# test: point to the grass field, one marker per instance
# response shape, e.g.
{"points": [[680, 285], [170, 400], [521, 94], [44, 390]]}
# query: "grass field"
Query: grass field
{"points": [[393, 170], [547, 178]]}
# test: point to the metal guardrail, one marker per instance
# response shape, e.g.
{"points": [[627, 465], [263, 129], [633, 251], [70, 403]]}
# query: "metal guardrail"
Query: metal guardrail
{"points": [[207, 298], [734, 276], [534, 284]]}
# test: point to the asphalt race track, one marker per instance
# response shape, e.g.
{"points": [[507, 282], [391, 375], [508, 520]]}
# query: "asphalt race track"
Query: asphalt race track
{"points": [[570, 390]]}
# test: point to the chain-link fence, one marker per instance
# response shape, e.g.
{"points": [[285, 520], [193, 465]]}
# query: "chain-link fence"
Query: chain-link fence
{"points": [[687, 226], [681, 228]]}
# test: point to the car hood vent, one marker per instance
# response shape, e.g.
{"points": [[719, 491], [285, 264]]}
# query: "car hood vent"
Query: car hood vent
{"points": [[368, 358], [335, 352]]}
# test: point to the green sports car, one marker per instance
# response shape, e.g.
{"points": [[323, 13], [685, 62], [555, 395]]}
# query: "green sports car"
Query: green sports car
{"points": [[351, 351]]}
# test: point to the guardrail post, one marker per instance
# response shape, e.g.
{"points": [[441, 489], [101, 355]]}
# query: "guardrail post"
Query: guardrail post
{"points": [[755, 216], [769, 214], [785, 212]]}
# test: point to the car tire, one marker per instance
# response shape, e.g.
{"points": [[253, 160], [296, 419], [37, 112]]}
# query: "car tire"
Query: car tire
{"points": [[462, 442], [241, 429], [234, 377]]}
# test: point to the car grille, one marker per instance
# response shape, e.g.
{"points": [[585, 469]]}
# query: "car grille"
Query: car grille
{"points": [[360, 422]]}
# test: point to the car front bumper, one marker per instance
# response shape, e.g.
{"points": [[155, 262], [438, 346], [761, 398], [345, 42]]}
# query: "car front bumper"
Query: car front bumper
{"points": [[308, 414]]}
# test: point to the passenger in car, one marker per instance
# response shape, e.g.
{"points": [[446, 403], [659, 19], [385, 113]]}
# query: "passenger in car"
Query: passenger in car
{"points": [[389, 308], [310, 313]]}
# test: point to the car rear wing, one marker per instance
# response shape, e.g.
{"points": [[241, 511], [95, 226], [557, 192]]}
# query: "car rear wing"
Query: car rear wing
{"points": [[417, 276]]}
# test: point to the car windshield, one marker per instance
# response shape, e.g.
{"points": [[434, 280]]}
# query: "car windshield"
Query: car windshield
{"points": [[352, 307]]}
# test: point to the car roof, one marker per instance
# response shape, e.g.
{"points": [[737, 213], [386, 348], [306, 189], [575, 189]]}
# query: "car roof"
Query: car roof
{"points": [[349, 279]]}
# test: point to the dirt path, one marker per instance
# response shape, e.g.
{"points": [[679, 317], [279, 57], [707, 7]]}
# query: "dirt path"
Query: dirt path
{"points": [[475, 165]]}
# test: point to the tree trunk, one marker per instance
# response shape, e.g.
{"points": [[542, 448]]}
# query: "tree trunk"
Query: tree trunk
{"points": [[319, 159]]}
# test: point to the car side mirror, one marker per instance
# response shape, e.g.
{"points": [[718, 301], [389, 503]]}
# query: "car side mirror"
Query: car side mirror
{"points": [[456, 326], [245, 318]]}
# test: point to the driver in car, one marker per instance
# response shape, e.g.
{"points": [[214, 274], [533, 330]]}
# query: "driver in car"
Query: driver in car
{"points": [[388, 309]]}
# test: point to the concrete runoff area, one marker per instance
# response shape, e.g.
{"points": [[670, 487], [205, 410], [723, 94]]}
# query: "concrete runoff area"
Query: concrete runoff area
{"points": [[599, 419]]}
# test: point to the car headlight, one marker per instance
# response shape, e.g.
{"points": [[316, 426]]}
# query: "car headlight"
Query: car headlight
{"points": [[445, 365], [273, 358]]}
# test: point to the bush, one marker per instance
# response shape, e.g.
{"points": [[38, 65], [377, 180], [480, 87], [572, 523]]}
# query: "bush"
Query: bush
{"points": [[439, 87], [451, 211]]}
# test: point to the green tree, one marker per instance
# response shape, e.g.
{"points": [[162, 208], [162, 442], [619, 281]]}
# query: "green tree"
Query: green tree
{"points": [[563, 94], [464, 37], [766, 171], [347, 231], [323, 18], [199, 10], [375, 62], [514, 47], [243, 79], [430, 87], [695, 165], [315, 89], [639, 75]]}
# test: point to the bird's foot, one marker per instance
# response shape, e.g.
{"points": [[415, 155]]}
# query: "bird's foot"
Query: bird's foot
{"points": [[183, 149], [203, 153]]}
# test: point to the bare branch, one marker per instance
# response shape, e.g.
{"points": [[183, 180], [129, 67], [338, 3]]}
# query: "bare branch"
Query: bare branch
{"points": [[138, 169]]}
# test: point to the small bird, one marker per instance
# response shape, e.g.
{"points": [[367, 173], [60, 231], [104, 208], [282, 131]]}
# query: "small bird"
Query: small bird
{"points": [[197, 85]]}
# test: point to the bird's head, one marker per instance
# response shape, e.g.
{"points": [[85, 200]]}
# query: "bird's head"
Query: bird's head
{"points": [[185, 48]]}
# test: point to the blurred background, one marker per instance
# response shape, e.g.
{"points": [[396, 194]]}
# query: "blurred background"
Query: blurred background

Aim:
Return each entry from above without altering a single character.

Result:
# test: point to the grass field, one marker per instance
# response shape, e.g.
{"points": [[680, 285], [170, 400], [521, 94], [44, 390]]}
# query: "grass field"
Query: grass field
{"points": [[393, 170], [547, 178]]}
# test: point to the metal guardrail, one marker per instance
# response shape, e.g.
{"points": [[627, 465], [263, 129], [633, 251], [70, 403]]}
# query: "metal guardrail"
Query: metal guardrail
{"points": [[207, 298], [734, 276], [534, 284]]}
# test: point to the asphalt race track, one marker per instance
# response shape, e.g.
{"points": [[507, 282], [391, 375], [508, 520]]}
# query: "asphalt race track"
Query: asphalt race track
{"points": [[570, 390]]}
# test: point to the chain-link fence, one marker per instance
# response shape, e.g.
{"points": [[285, 520], [193, 465]]}
# query: "chain-link fence"
Query: chain-link fence
{"points": [[687, 226], [681, 228]]}
# test: point to the car hood vent, one marker per instance
# response shape, e.g.
{"points": [[719, 491], [285, 264]]}
# query: "car hood vent"
Query: car hood vent
{"points": [[368, 358], [335, 352]]}
# test: point to the green sports car, one marker per instance
# response shape, e.g.
{"points": [[323, 13], [685, 62], [555, 395]]}
# query: "green sports car"
Query: green sports car
{"points": [[351, 351]]}
# test: point to the guardrail post, one marker per instance
# response shape, e.g.
{"points": [[441, 489], [101, 355]]}
# query: "guardrail post"
Query: guardrail post
{"points": [[755, 216], [769, 214], [785, 212]]}
# test: point to the car tire, one marker per instance
# response shape, e.g.
{"points": [[253, 160], [296, 419], [37, 112]]}
# query: "car tire"
Query: car tire
{"points": [[462, 442], [241, 429], [234, 377]]}
# test: point to the car grille, one marker per instance
# response shape, e.g.
{"points": [[585, 469]]}
# query: "car grille"
Query: car grille
{"points": [[360, 422]]}
# test: point to the car front bumper, one marker per instance
# response shape, e.g.
{"points": [[155, 262], [438, 346], [761, 398], [345, 42]]}
# query: "car front bumper"
Query: car front bumper
{"points": [[308, 414]]}
# test: point to the passenger in car, one marker per instance
# response shape, e.g.
{"points": [[446, 403], [659, 19], [385, 113]]}
# query: "passenger in car"
Query: passenger in car
{"points": [[389, 308], [310, 313]]}
# test: point to the car rear wing, one marker per instance
# response shape, e.g.
{"points": [[241, 511], [95, 226], [557, 192]]}
# query: "car rear wing"
Query: car rear wing
{"points": [[417, 276]]}
# test: point to the car windshield, one marker per instance
# response shape, e.g.
{"points": [[434, 280]]}
# query: "car windshield"
Query: car windshield
{"points": [[352, 307]]}
# test: point to the car roof, one marker per instance
# response shape, e.g.
{"points": [[737, 213], [386, 348], [306, 189], [575, 189]]}
# query: "car roof"
Query: car roof
{"points": [[349, 279]]}
# test: point to the dirt path, one marker per instance
# response shape, e.g.
{"points": [[679, 317], [279, 57], [707, 7]]}
# query: "dirt path"
Query: dirt path
{"points": [[475, 165]]}
# test: point to the tree trunk, one marker per instance
# response shape, e.g.
{"points": [[542, 448]]}
# query: "tree trunk"
Query: tree trunk
{"points": [[319, 159]]}
# test: point to the car side mirror, one marker per instance
# response shape, e.g.
{"points": [[718, 301], [389, 503]]}
# query: "car side mirror"
Query: car side mirror
{"points": [[456, 326], [245, 318]]}
# test: point to the driver in car, one marker per instance
# response shape, e.g.
{"points": [[214, 274], [533, 330]]}
# query: "driver in car"
Query: driver in car
{"points": [[388, 309]]}
# test: point to the concrete runoff area, one marker per instance
# response shape, e.g.
{"points": [[670, 487], [205, 410], [723, 94]]}
# query: "concrete runoff area"
Query: concrete runoff area
{"points": [[599, 419]]}
# test: point to the car headlight, one marker per instance
# response shape, e.g.
{"points": [[316, 426]]}
# query: "car headlight"
Query: car headlight
{"points": [[445, 365], [273, 358]]}
# test: point to the bush, one marker per instance
# response shape, e.g.
{"points": [[38, 65], [377, 180], [480, 87], [572, 523]]}
# query: "bush"
Query: bush
{"points": [[439, 87], [451, 211]]}
# test: point to the green tree, one marker per instance
# response shape, e.g.
{"points": [[162, 208], [162, 442], [619, 281]]}
# query: "green tree"
Query: green tree
{"points": [[563, 94], [464, 37], [766, 171], [347, 231], [323, 18], [199, 10], [375, 62], [514, 47], [243, 79], [430, 87], [695, 165], [315, 89], [639, 75]]}
# test: point to the bird's foot, one marker per instance
# response shape, e.g.
{"points": [[415, 155]]}
# query: "bird's foot"
Query: bird's foot
{"points": [[183, 149], [203, 153]]}
# test: point to the bare branch, one marker per instance
# response shape, e.g.
{"points": [[183, 180], [129, 67], [338, 3]]}
# query: "bare branch"
Query: bare branch
{"points": [[138, 169]]}
# test: point to the small bird, one marker per instance
# response shape, e.g.
{"points": [[367, 173], [60, 231], [104, 208], [282, 131]]}
# query: "small bird"
Query: small bird
{"points": [[197, 85]]}
# test: point to the bird's head, one marker per instance
# response shape, e.g.
{"points": [[85, 200]]}
# query: "bird's head"
Query: bird's head
{"points": [[185, 48]]}
# test: point to the blurred background, one marker per instance
# response shape, e.g.
{"points": [[396, 194]]}
# query: "blurred background"
Query: blurred background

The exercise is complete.